### [Exercise instructions]
A. Decide whether each statement below agrees with the forum thread, answering yes or no and quoting the exact words of the thread that settle it: (i) rocky1 says ND has no helmet law; (ii) woodtickgreg says he likes lawyers more than cats; (iii) sprucegum says the state puts deer crossings on lightly traveled roads.
B. Retype the forum thread from "I think you" up to and including "(Mar 8, 2018)".

### [Text passage]
I rode through a swarm of bees on a motorcycle once, leathers saved me, visor on my helmet was pretty spatered, lol.


----------



## rocky1 (Feb 13, 2018)

Yeah well, ND doesn't have a helmet law, and the guy up there was tooling down the road in Jeans and T-Shirt, without a helmet. How he didn't wreck that one is beyond me. Load was hot when it came in, and the bees were a wee bit lively!! But, he was wiping and scratching and grabbing for a moment, then there was a little wobble, then he suddenly didn't care about the bees for a second, by which time he was about out of them. I'm sure he got down the road someplace and stopped to clean his sunglasses and pick stingers out for a bit.


----------



## Nubsnstubs (Feb 18, 2018)

rocky1 said:


> Yeah well, ND doesn't have a helmet law, and the guy up there was tooling down the road in Jeans and T-Shirt, without a helmet. How he didn't wreck that one is beyond me. Load was hot when it came in, and the bees were a wee bit lively!! But, he was wiping and scratching and grabbing for a moment, then there was a little wobble, then he suddenly didn't care about the bees for a second, by which time he was about out of them. I'm sure he got down the road someplace and *stopped to clean his sunglasses *and pick stingers out for a bit.



Just his glasses???? Jerry (in Tucson)

Reactions: Way Cool 1


----------



## Fresch (Mar 6, 2018)

;) I'm looking for a lawyer to do a class action suit for our deer in N. Y., we put signs up deer crossing people still run them over!


----------



## Brink (Mar 6, 2018)

Fresch said:


> ;) I'm looking for a lawyer to do a class action suit for our deer in N. Y., we put signs up deer crossing people still run them over!



Good heavens! How far do you need to look to find a lawyer in NY?

Reactions: Funny 1


----------



## Fresch (Mar 6, 2018)

Gloria Allred Is who I was hoping for. :))
Lawyers are like cats here.

Reactions: Funny 1


----------



## woodtickgreg (Mar 6, 2018)

Fresch said:


> Lawyers are like cats here.


I like cats, lawyers not so much, lol.


----------



## rocky1 (Mar 6, 2018)

I don't like cats; but that was cruel to the poor cats, eh!!


----------



## Mr. Peet (Mar 6, 2018)

Fresch said:


> ;) I'm looking for a lawyer to do a class action suit for our deer in N. Y., we put signs up deer crossing people still run them over!



So, you want lawyers to defend deer for running over people? Or, people are running over "deer crossing" signs?

I think you meant the signs are put up implying, "deer crossing" and people still hit the deer and run them over. The issue is the speed limit. At 55-70mph, the damages are so high, its not worth puling over and harvesting the animal. Back when cars were doing 30-45mph, there was more salvageable meat. But back then, we were more responsible in using resources respectfully, thus managing the herd numbers to much lower levels. Back before chronic wasting and Lyme's were even a thought....


----------



## sprucegum (Mar 8, 2018)

The problem with deer crossings is the state always puts the crossings on heavily traveled roads, if they would put the crossings on less traveled roads it would be much safer for the deer.

Reactions: Agree 1 | Funny 2


----------

### [Source data]
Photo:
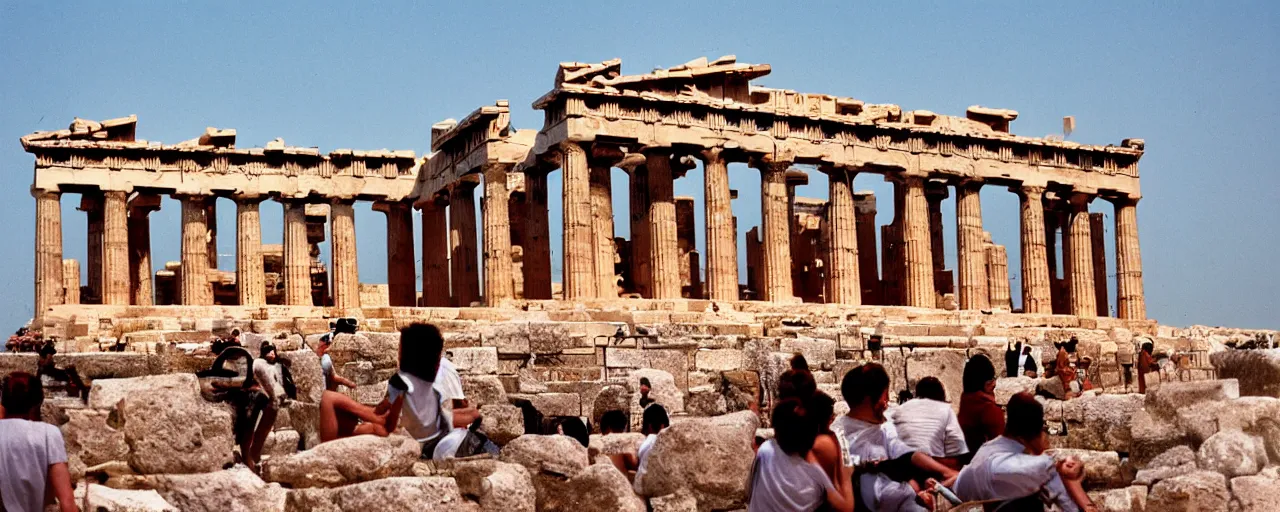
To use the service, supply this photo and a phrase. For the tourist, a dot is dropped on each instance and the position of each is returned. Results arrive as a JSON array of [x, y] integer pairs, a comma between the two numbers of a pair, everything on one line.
[[1014, 469], [784, 479], [890, 481], [981, 419], [32, 453], [927, 424]]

### [Answers to the exercise]
A.
(i) Yes: "ND doesn't have a helmet law"
(ii) No: "I like cats, lawyers not so much"
(iii) No: "the state always puts the crossings on heavily traveled roads"

B.
I think you meant the signs are put up implying, "deer crossing" and people still hit the deer and run them over. The issue is the speed limit. At 55-70mph, the damages are so high, its not worth puling over and harvesting the animal. Back when cars were doing 30-45mph, there was more salvageable meat. But back then, we were more responsible in using resources respectfully, thus managing the herd numbers to much lower levels. Back before chronic wasting and Lyme's were even a thought....


----------



## sprucegum (Mar 8, 2018)